*** Input for this task
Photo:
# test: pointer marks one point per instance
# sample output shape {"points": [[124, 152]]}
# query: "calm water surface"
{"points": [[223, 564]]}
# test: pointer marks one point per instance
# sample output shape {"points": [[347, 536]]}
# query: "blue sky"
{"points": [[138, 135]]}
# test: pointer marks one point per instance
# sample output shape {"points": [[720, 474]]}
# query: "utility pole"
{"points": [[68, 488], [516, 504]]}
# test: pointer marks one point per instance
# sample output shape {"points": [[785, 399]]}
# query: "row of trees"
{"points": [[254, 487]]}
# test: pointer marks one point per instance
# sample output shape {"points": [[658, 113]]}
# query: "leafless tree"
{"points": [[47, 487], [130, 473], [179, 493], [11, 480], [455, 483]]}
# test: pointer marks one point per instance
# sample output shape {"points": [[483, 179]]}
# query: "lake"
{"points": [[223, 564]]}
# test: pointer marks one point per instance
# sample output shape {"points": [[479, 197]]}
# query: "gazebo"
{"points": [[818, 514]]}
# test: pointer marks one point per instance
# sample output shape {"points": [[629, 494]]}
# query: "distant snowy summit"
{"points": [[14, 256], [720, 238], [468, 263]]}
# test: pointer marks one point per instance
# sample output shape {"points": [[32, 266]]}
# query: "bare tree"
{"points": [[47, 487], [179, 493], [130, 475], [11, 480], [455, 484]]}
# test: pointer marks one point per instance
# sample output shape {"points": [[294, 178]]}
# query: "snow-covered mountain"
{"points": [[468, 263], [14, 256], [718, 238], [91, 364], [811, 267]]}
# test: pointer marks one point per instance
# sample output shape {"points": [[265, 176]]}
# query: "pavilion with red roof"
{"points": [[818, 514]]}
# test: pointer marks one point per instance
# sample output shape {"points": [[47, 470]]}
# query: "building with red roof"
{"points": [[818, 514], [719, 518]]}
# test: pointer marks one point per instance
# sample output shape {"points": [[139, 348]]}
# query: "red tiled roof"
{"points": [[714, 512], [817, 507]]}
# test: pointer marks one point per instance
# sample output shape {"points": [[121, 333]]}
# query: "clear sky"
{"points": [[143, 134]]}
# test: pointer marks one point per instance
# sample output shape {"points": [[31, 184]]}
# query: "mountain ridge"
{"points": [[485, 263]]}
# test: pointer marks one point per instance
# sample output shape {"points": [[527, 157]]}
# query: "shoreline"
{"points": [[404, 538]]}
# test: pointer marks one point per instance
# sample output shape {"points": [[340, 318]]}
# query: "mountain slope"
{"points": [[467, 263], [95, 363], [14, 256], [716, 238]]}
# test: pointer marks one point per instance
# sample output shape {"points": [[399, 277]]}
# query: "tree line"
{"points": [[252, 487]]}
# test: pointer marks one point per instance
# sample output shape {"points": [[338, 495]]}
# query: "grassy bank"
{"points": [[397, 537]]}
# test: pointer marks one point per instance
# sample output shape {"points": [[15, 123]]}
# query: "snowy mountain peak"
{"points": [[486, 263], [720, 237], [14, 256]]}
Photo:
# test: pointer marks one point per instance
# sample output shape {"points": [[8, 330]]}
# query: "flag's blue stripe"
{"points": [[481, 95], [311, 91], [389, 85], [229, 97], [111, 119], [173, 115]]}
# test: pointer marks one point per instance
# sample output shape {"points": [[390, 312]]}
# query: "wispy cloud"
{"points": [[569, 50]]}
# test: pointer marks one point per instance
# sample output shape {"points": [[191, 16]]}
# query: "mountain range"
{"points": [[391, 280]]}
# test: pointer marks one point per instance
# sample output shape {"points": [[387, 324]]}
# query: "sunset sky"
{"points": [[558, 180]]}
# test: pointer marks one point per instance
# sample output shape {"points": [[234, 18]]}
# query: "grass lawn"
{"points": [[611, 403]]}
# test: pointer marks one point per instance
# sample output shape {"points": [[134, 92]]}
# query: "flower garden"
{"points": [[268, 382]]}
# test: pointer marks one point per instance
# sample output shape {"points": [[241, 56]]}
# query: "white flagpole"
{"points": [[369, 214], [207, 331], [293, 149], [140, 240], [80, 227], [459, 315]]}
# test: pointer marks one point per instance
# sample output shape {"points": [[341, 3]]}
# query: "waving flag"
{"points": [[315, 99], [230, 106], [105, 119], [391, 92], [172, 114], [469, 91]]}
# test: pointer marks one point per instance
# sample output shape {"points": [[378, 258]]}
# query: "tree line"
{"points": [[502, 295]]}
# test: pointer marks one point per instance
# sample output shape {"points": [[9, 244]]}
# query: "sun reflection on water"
******
§ **Work instruction**:
Print the records above exactly as written.

§ **Exercise solution**:
Photo:
# test: pointer marks one point per instance
# sample output shape {"points": [[124, 152]]}
# query: "calm water surface"
{"points": [[223, 564]]}
# test: pointer marks one point per instance
# sample output shape {"points": [[347, 536]]}
# query: "blue sky"
{"points": [[138, 135]]}
# test: pointer marks one point per instance
# sample output shape {"points": [[720, 474]]}
# query: "utility pole"
{"points": [[68, 488], [516, 504]]}
# test: pointer marks one point per instance
# sample output shape {"points": [[785, 399]]}
# query: "row of trees"
{"points": [[254, 487]]}
# test: pointer marks one point per instance
# sample output shape {"points": [[658, 113]]}
# query: "leafless tree"
{"points": [[47, 487], [130, 473], [179, 493], [11, 480], [455, 483]]}
# test: pointer marks one point per instance
# sample output shape {"points": [[483, 179]]}
# query: "lake"
{"points": [[223, 564]]}
# test: pointer marks one point per instance
# sample output shape {"points": [[479, 197]]}
# query: "gazebo"
{"points": [[818, 514]]}
# test: pointer marks one point per instance
# sample output shape {"points": [[629, 494]]}
# query: "distant snowy summit"
{"points": [[14, 256], [720, 238], [468, 263]]}
# test: pointer marks one point per instance
# sample output shape {"points": [[32, 266]]}
# query: "bare tree"
{"points": [[47, 487], [179, 493], [130, 475], [11, 480], [455, 484]]}
# test: pointer marks one point per instance
# sample output shape {"points": [[294, 178]]}
# query: "snow-covered mountain"
{"points": [[468, 263], [14, 256], [718, 238], [91, 364], [811, 267]]}
# test: pointer marks one point per instance
# sample output shape {"points": [[265, 176]]}
# query: "pavilion with red roof"
{"points": [[818, 514]]}
# test: pointer marks one point per instance
# sample output shape {"points": [[47, 470]]}
# query: "building with red roof"
{"points": [[818, 514], [719, 518]]}
# test: pointer marks one point per instance
# sample output shape {"points": [[139, 348]]}
# query: "red tiled roof"
{"points": [[714, 512], [817, 507]]}
# test: pointer marks one point per instance
# sample output shape {"points": [[121, 333]]}
# query: "clear sky"
{"points": [[143, 134]]}
# test: pointer marks one point per instance
# sample output shape {"points": [[31, 184]]}
# query: "mountain ridge"
{"points": [[485, 263]]}
# test: pointer marks one point per instance
# sample output shape {"points": [[527, 157]]}
# query: "shoreline"
{"points": [[404, 538]]}
# test: pointer marks one point per instance
# sample output shape {"points": [[340, 318]]}
# query: "mountain slope"
{"points": [[467, 263], [95, 363], [14, 256], [716, 238]]}
# test: pointer marks one point per instance
# sample output shape {"points": [[399, 277]]}
# query: "tree line"
{"points": [[252, 487]]}
# test: pointer marks one point per instance
# sample output shape {"points": [[338, 495]]}
# query: "grassy bank"
{"points": [[397, 537]]}
# test: pointer marks one point per instance
# sample output shape {"points": [[15, 123]]}
# query: "snowy mountain peak"
{"points": [[486, 263], [720, 237], [14, 256]]}
Photo:
# test: pointer marks one point per instance
# sample output shape {"points": [[8, 330]]}
# query: "flag's blue stripe"
{"points": [[481, 95], [311, 91], [389, 85], [229, 97], [111, 119], [173, 115]]}
# test: pointer marks one point per instance
# sample output shape {"points": [[390, 312]]}
# query: "wispy cloud"
{"points": [[569, 50]]}
# test: pointer marks one point per instance
# sample output shape {"points": [[191, 16]]}
# query: "mountain range"
{"points": [[391, 280]]}
# test: pointer marks one point per instance
# sample output shape {"points": [[387, 324]]}
# query: "sunset sky"
{"points": [[558, 180]]}
# test: pointer marks one point per instance
# sample output shape {"points": [[234, 18]]}
# query: "grass lawn"
{"points": [[611, 403]]}
# test: pointer marks one point per instance
# sample output shape {"points": [[134, 92]]}
# query: "flower garden"
{"points": [[268, 382]]}
# test: pointer marks one point per instance
# sample output shape {"points": [[241, 56]]}
# query: "white flagpole"
{"points": [[369, 214], [207, 331], [293, 149], [140, 240], [80, 227], [459, 315]]}
# test: pointer marks one point per instance
# sample output shape {"points": [[341, 3]]}
# query: "waving flag"
{"points": [[315, 99], [230, 106], [105, 119], [391, 92], [172, 114], [469, 91]]}
# test: pointer marks one point per instance
# sample output shape {"points": [[378, 258]]}
# query: "tree line"
{"points": [[502, 295]]}
# test: pointer marks one point per instance
# sample output shape {"points": [[9, 244]]}
# query: "sun reflection on water"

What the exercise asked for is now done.